Teks yang Diberikan:
Foto: Getty Images/M.Vatsyayana
Pakistan
Dari semua negara berpenduduk mayoritas muslim, Pakistan adalah yang paling gigih menyuarakan penerapan Syariah Islam sebagai konstitusi negara. Sebanyak 78% kaum muslim mendukung pandangan tersebut. Hanya 2% yang mendukung sekularisme dan menolak pengaruh agama dalam penyelenggaraan negara.
Foto: Reuters/P.Rossignol
Turki
Pengaruh Kemalisme pada masyarakat Turki masih kuat, kendati politik agama yang dilancarkan partai pemerintah AKP. Hanya sebanyak 13% kaum muslim yang mendukung Syariah Islam sebagai konstitusi, sementara mayoritas (38%) mewakili pandangan moderat, yakni Al-Quran sebagai acuan tak resmi. Uniknya 36% penduduk tetap setia pada pemisahan agama dan negara.
Foto: Getty Images/C. McGrath
Libanon
Mayoritas kaum muslim Libanon (42%) yang memiliki keragaman keyakinan paling kaya di dunia menolak pengaruh agama pada konstitusi. Adapun 37% penduduk mendukung Al-Quran sebagai acuan tak resmi penyelenggaraan negara. Hanya 15% yang menuntut penerapan Syariah Islam secara menyeluruh.

Tugas Anda:
a) Dalam teks tentang pandangan kaum muslim terhadap Syariah Islam sebagai konstitusi, berapa persen penduduk Turki yang tetap setia pada pemisahan agama dan negara?
b) Sambung teks tentang pandangan kaum muslim di berbagai negara mengenai Syariah Islam sebagai konstitusi, mulai setelah kalimat terakhirnya.
Baris-baris data tidak diperlukan.

Baris Tersimpan:
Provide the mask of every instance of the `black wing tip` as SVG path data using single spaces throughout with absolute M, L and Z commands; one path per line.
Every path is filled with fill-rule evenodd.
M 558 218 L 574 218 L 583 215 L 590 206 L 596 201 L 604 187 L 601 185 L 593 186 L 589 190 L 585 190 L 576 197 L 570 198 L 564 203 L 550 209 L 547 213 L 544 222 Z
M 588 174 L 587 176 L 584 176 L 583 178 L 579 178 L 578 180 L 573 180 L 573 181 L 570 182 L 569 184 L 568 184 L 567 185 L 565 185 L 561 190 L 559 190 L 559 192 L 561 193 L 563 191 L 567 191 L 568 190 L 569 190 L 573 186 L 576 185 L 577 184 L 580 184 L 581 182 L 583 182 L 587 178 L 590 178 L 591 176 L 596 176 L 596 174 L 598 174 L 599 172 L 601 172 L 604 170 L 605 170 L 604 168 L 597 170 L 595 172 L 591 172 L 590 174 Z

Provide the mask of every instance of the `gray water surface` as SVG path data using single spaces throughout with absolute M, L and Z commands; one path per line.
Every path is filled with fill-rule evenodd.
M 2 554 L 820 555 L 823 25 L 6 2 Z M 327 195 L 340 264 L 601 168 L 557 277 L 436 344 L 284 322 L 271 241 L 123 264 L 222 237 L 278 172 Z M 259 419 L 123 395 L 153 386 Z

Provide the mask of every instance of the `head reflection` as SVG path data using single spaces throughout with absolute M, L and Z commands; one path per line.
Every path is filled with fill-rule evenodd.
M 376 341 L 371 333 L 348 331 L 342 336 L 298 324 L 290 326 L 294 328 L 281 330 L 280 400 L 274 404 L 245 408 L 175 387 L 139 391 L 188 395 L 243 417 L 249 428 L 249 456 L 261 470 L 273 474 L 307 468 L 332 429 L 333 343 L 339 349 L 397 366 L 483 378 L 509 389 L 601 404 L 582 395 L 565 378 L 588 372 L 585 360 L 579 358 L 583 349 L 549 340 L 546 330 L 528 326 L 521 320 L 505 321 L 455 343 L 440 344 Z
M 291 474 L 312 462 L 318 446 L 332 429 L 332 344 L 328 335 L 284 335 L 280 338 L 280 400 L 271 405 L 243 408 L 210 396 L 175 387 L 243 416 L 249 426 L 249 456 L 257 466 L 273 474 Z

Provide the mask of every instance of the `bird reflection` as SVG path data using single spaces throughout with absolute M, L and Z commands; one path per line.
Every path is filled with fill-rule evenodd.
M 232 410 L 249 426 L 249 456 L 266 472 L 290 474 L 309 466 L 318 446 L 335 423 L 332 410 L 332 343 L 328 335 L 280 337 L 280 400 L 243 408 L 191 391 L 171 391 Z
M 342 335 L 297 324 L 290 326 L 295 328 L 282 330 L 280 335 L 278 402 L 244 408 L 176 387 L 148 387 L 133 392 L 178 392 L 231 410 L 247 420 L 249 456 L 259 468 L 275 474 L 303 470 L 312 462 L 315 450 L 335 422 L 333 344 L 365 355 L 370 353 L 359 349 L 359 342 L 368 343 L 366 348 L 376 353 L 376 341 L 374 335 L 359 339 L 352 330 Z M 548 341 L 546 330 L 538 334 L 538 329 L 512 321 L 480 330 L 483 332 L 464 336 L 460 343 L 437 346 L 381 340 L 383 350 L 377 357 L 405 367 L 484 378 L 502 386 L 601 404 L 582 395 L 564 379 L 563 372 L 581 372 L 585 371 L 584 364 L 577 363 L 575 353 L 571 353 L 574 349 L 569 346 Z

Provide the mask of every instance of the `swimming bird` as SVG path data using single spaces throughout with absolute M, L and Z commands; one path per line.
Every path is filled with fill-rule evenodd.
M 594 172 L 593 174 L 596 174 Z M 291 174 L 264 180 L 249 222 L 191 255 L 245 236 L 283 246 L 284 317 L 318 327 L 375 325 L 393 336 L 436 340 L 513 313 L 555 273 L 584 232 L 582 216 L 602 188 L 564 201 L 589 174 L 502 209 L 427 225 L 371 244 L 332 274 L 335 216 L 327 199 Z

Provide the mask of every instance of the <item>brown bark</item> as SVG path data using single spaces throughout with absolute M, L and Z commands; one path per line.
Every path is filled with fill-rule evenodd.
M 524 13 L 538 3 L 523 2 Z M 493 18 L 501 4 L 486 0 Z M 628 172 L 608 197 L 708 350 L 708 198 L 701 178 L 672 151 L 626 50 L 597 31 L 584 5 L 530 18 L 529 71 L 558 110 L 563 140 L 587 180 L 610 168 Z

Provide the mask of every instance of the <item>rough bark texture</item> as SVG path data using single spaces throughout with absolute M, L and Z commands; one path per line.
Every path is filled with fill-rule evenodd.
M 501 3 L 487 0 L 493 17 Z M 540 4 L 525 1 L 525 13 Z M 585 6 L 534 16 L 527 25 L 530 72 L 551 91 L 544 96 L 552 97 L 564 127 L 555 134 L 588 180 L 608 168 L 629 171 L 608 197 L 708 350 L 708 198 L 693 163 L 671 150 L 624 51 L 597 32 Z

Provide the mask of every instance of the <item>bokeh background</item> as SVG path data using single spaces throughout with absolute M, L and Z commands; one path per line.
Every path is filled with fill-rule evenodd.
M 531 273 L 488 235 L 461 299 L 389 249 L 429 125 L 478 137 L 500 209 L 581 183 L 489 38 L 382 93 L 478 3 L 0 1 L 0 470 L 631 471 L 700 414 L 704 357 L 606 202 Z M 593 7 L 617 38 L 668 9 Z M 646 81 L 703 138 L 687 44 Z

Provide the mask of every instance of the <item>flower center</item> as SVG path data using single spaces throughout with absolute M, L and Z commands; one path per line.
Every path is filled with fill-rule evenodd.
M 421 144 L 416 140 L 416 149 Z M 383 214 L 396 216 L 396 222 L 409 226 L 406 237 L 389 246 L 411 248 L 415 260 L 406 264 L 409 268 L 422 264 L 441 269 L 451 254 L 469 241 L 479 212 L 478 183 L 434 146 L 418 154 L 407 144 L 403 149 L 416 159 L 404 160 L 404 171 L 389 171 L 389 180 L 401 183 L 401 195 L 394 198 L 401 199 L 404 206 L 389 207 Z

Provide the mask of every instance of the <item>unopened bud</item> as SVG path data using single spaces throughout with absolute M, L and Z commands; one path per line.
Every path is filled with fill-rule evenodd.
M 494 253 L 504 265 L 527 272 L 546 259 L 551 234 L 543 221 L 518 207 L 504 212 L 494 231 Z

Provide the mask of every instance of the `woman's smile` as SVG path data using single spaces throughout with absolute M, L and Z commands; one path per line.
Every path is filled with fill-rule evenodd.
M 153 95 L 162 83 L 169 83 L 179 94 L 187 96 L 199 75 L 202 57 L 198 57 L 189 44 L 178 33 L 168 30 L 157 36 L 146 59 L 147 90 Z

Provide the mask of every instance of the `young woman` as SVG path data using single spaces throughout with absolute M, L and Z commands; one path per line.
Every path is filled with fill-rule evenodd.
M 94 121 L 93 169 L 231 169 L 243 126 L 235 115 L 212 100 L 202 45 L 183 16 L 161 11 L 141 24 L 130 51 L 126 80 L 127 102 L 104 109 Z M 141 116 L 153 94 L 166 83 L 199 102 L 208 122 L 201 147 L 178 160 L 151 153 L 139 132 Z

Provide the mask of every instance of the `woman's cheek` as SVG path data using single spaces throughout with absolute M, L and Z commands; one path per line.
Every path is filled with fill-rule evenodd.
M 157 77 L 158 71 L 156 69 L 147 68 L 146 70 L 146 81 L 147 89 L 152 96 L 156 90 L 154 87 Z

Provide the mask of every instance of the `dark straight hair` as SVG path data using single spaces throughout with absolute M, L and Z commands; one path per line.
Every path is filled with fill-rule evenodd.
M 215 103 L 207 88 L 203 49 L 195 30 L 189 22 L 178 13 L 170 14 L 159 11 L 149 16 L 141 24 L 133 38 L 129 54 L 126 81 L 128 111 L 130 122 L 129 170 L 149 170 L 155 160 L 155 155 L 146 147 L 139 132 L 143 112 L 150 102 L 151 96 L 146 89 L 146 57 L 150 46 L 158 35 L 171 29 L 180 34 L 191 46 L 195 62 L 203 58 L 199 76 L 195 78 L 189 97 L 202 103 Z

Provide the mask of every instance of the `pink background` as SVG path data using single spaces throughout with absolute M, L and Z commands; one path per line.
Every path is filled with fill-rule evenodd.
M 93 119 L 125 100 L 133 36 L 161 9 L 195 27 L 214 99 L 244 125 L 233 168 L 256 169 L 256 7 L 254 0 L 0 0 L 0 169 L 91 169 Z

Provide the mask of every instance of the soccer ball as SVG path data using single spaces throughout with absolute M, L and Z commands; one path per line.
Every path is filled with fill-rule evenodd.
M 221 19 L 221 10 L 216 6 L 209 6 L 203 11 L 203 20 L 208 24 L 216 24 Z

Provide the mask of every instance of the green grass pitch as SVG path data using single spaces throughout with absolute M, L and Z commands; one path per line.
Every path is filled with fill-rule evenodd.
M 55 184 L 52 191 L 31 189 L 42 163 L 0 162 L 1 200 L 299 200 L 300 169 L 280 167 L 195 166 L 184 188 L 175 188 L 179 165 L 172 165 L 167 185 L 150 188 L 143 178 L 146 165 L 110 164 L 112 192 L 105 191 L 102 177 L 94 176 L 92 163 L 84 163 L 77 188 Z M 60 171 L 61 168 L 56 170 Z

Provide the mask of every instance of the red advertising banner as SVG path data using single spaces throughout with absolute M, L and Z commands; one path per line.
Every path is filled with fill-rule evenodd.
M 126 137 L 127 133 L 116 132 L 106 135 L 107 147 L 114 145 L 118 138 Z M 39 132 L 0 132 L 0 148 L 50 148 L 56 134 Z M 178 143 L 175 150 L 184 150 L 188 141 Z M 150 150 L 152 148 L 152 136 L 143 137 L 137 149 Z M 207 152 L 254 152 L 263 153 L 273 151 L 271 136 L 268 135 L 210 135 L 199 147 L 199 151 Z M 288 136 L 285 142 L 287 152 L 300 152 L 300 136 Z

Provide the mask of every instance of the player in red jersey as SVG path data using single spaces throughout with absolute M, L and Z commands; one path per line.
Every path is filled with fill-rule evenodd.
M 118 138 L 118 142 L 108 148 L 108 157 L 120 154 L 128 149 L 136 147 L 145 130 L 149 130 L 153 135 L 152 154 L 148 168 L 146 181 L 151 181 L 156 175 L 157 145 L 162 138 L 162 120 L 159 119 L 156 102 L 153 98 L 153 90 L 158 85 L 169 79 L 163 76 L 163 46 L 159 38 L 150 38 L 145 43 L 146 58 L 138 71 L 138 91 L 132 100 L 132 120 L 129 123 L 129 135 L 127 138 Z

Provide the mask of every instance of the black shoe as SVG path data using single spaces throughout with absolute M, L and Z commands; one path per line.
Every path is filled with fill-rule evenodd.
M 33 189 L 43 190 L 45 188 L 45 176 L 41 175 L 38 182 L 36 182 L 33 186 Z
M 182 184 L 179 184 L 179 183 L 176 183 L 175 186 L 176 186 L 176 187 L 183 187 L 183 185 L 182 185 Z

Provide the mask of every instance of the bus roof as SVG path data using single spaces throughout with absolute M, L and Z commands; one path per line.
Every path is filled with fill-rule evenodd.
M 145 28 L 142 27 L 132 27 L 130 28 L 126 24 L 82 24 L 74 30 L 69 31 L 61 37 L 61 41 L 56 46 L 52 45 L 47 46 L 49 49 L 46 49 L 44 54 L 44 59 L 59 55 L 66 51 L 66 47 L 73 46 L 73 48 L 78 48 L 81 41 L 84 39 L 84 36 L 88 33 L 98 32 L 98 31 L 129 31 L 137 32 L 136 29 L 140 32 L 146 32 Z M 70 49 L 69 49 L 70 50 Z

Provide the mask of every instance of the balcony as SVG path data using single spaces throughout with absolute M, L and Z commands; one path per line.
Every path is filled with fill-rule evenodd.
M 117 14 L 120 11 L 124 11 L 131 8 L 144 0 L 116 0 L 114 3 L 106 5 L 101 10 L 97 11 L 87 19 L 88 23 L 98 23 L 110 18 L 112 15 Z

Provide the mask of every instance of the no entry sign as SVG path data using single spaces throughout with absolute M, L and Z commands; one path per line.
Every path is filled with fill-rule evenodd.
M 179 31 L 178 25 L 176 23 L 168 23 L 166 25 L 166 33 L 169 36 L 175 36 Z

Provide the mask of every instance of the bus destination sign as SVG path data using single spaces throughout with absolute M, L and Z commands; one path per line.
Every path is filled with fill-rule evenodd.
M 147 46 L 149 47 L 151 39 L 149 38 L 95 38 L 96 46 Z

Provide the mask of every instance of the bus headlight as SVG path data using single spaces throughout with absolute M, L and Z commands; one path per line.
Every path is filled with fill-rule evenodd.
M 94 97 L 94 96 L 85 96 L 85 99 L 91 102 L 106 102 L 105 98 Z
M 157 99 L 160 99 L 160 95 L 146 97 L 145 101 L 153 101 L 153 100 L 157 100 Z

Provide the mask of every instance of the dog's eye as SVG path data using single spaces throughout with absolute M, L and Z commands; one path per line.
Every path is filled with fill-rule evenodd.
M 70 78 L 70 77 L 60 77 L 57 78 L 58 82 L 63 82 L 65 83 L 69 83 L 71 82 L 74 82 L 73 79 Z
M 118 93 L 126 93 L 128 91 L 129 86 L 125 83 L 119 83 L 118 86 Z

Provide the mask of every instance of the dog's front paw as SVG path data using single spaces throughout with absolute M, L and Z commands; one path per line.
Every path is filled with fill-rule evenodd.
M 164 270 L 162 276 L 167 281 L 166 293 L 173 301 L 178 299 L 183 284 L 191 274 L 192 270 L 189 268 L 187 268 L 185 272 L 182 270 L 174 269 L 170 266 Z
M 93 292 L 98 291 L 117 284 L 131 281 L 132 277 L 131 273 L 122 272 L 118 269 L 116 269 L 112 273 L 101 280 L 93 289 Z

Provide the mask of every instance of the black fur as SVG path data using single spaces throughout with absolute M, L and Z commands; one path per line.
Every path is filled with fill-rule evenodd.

Kunci Jawaban:
a) 36%.

b)
Foto: J.Eid/AFP/Getty Images
Indonesia
Hingga kini Indonesia masih berpedoman Pancasila. Tak heran jika 52% kaum muslim menolak penerapan menyeluruh Syariah Islam. Namun mereka mendukung pandangan bahwa prinsip Al-Quran harus tercerminkan dalam dasar negara. Sebanyak 22% penduduk menginginkan Syariah sebagai konstitusi dan 18% menolak pencampuran antara agama dan negara.
Foto: Getty Images/O. Siagian
Yordania
Penduduk muslim di Yordania tergolong yang paling konservatif di dunia. Sebanyak 54% menginginkan Syariah Islam sebagai landasan negara. Sementara 38% menolak Syariah, namun mendukung pandangan bahwa konstitusi tidak boleh bertentangan dengan Al-Quran. Hanya 7% yang memihak Sekularisme sebagai prinsip dasar negara.
Foto: S. Samakie
Nigeria
Sebagian besar kaum muslim Nigeria (42%) lebih mendukung faham Sekularisme ketimbang Syariah Islam. Di negeri yang sering dilanda konflik agama itu hanya 22% yang mengingingkan Syariah Islam sebagai konstitusi. Sementara 17% mewakili pandangan moderat, dan puas pada konstitusi yang tidak melanggar hukum Islam.
Foto: DW/Stefanie Duckstein
Palestina
Tahun 2011 hanya 38% penduduk Palestina yang mendukung Syariah sebagai konstitusi, pada 2015 jumlahnya berlipatganda menjadi 65%. Sementara 23% mewakili pandangan yang lebih moderat terkait penerapan Syariah. Hanya 8% yang menolak agama mencampuri urusan negara. (rzn/hp - Pew Research Centre, Economist)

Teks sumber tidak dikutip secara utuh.